→ Work task: List the lines of this listing that hold the word "above".

==*==

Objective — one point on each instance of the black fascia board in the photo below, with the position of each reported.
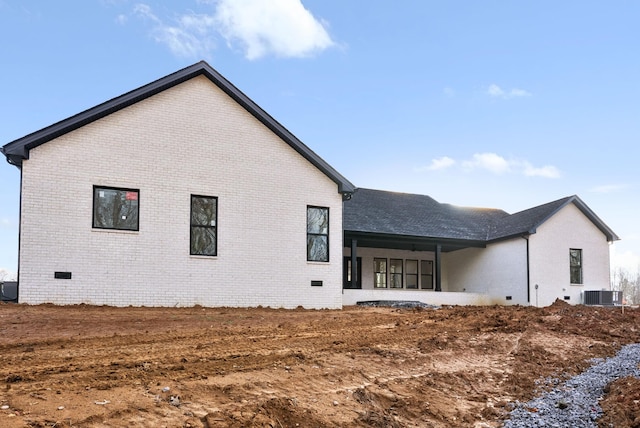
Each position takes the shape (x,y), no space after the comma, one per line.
(18,150)
(404,240)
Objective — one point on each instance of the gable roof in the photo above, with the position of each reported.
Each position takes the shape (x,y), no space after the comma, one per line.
(527,221)
(18,150)
(376,212)
(386,215)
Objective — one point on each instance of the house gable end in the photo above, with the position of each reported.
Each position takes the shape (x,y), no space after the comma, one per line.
(528,221)
(18,150)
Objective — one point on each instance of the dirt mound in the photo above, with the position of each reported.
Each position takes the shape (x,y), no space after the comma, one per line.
(85,366)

==*==

→ Exercise result:
Objective — one point on each instance of the gable roof in the photo above, with the position of each reported.
Objective — one point on each instance of the house gable end in the photo above, with the position of each reported.
Objective — one point on each instance of the dirt mound in the photo above, with the position of each reported.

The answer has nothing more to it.